--- Begin The records ---
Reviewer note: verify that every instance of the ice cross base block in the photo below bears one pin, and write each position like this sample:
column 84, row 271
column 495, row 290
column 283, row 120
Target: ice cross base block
--- End The records ---
[Exercise requirements] Return each row above that contains the string "column". Case counts.

[Solution for this problem]
column 84, row 271
column 495, row 290
column 283, row 120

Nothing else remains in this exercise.